INSTRUCTIONS FOR THE TASK
Images are not part of the copy; write out the rest of the data exactly as given.
- - - - -
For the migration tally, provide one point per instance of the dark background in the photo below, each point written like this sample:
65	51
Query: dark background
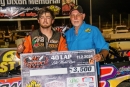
105	8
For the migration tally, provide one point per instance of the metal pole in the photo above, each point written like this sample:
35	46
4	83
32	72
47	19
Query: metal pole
112	21
120	19
99	22
91	12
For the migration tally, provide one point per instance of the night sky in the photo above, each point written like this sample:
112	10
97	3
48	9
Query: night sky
106	7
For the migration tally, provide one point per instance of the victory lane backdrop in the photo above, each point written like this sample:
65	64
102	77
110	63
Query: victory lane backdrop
59	69
29	8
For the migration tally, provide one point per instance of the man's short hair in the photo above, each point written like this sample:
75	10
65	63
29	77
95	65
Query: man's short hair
45	10
78	8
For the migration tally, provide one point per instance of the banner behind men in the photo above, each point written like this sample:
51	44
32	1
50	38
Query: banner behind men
29	8
59	69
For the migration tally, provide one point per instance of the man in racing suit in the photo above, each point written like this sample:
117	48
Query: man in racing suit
44	39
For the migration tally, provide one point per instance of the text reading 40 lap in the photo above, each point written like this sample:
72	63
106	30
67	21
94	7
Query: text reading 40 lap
82	69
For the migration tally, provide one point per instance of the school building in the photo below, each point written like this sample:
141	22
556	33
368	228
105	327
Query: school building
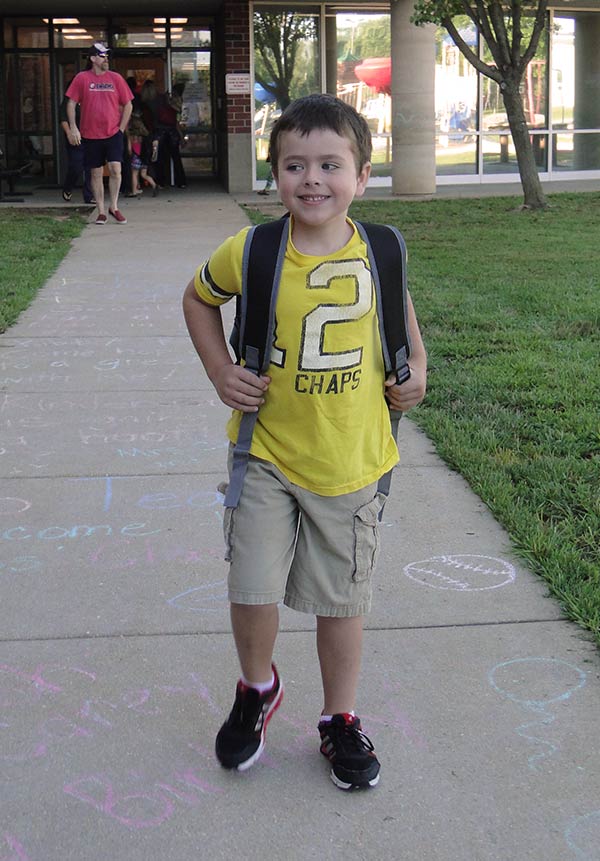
434	119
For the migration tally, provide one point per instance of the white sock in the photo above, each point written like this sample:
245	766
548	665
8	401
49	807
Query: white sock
329	718
261	687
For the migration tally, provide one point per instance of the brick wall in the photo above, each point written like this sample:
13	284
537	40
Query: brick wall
237	60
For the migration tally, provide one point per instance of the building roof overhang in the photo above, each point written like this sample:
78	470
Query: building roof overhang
95	8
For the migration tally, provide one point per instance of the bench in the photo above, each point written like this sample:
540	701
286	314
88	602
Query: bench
11	175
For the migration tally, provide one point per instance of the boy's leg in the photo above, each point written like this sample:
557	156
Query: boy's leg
350	752
255	630
260	537
241	739
339	646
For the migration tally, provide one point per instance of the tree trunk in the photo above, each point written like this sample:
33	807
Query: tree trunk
530	180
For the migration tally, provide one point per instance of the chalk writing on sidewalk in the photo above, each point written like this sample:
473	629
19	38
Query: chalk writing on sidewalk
- - - - -
THE ANSWER
For the migration tally, provide one point per instance of the dark background in the photo below, each point written like this sample:
65	51
Query: dark background
105	8
For the migration tally, provide one point per instance of the metal pole in the photo above, each point written like this sample:
35	46
4	83
32	72
47	19
Query: metal pole
112	21
120	19
99	22
91	12
For the migration tally, provide one point per instance of the night sky in the photo above, each point written like this sample:
112	10
97	3
48	9
Query: night sky
106	7
For the migration tally, provide one point per instance of the victory lane backdrop in the photo above, each point written like this sample:
65	64
102	77
110	63
Query: victory lane backdrop
59	69
29	8
For the migration tally, provide one point per instance of the man's short hair in the photo above, each point written like this sample:
75	10
65	63
29	77
95	65
Query: man's short hair
45	10
78	8
For the migration tally, provide one point per instance of the banner behind men in the photo above, each point written like this sample:
51	44
32	1
50	38
Query: banner behind men
29	8
59	69
For the migration tally, provide one point per instance of the man in racing suit in the photo above, each point written like this sample:
117	48
Query: man in racing suit
44	39
For the migration tally, provide one point per instance of the text reading 40 lap in the photo above, each point written like this sample:
72	63
106	30
67	21
94	7
Query: text reading 40 lap
82	69
For the migration tally, provide one point per instance of the school building in the photo below, each point written like this sample:
141	22
556	33
368	228
105	327
Query: school building
434	119
For the migration tally, provide one point per instance of the white sock in the photo above, each point written like this sample:
245	766
548	665
8	401
49	807
Query: white sock
329	718
261	687
For the migration tally, provide one point per instance of the brick wall in the photo above, each point written like this sample:
13	284
537	40
Query: brick wall
237	60
For the migration tally, provide one point per instance of the building roof overhang in the photo above, each point written like this sample:
78	470
Query: building roof overhang
95	8
For the migration tally, provide one point per instance of the bench in the photo above, each point written like this sample:
540	701
286	314
88	602
Query: bench
11	175
For the migration tally, provide one point per instance of the boy's leg in the photo above, each point written like this sample:
557	156
Query: boy's leg
350	752
255	630
260	537
241	739
339	646
For the migration tally, provide one point per instance of the tree trunk in the photo above, each point written like this sample:
33	807
Query: tree trunk
530	180
For the migration tally, provide one point per instance of the chalk writing on sidewalk in the photo above, each point written like this sample:
473	629
19	38
Query: chalk writing on sidewalk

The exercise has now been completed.